___ Given text

# NZ citizenship



## mamoun1982

i have a question about NZ citizenship, in the NZ ministry of interior websit (The New Zealand Department of Internal Affairs : Services : General Requirements for a Grant of New Zealand Citizenship)
the requirements are as follow:


> *Requirements for a Grant of New Zealand Citizenship*
> Important Notice! Citizenship requirements changed on 21 April 2010. You may be eligible for a grant of New Zealand citizenship if you:
> 
> intend, if granted citizenship, to continue to reside in New Zealand;
> are able to understand and speak English;
> are of good character;
> understand the responsibilities and privileges of New Zealand citizenship;
> are a permanent resident of New Zealand; and
> were physically present in New Zealand, and have had your New Zealand permanent
> residence for the last five years before applying for citizenship.

______

▶ Stated problem
Continue the forum thread on New Zealand citizenship requirements from its last line.

___ Recorded data

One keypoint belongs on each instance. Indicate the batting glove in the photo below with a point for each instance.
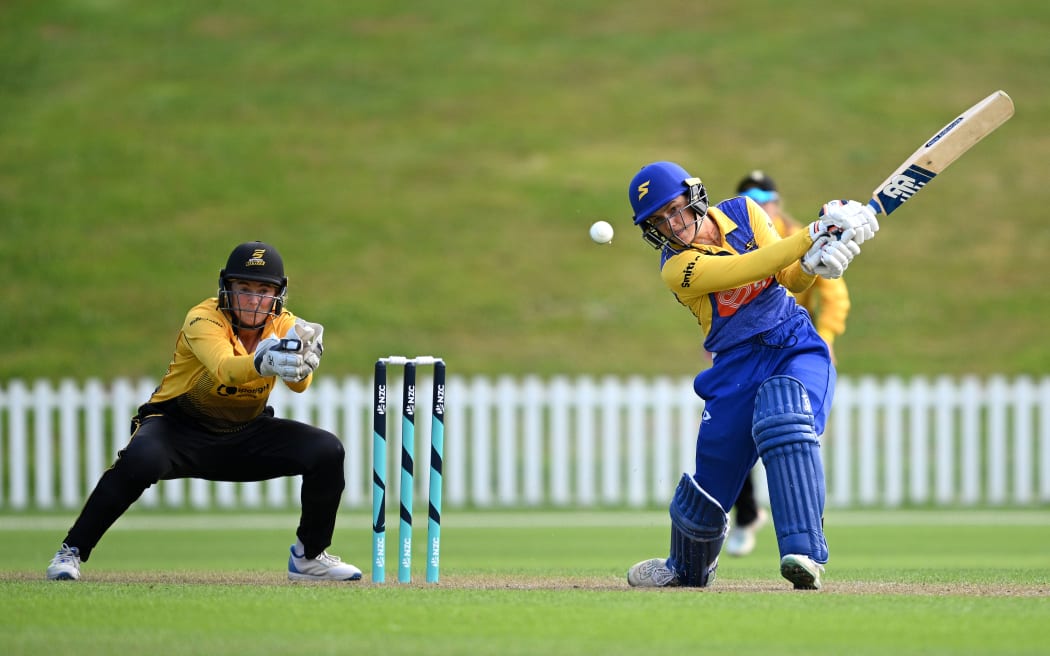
(847, 219)
(828, 258)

______

▶ Exercise response
my question is about *PRESENCE*


> *Presence*
> To be eligible for a grant of New Zealand citizenship you must have New Zealand permanent residence (or be an Australian citizen or permanent resident). Permanent residence means that Immigration New Zealand has allowed you to live in New Zealand permanently. You are required to have:
> 
> 1. Been present in New Zealand;
> for at least 1,350 days with a Permanent Resident Permit issued by Immigration New Zealand during the 5 years immediately before you make your application; and
> for at least 240 days with a Permanent Resident Permit issued by Immigration New Zealand in each of those 5 years; and
> 2. Fully met any conditions imposed by Immigration New Zealand in regard to your Permanent Resident Permit.
> 
> *Please Note: If you can show that there are exceptional circumstances that warrant a reduction, you may be considered as long as you have a minimum presence in New Zealand of 450 days with a Permanent Resident Permit in the 20 months before you make your application. *


my question is about "exceptional circumstances that warrant a reduction" anyone knows what these circumstances could be???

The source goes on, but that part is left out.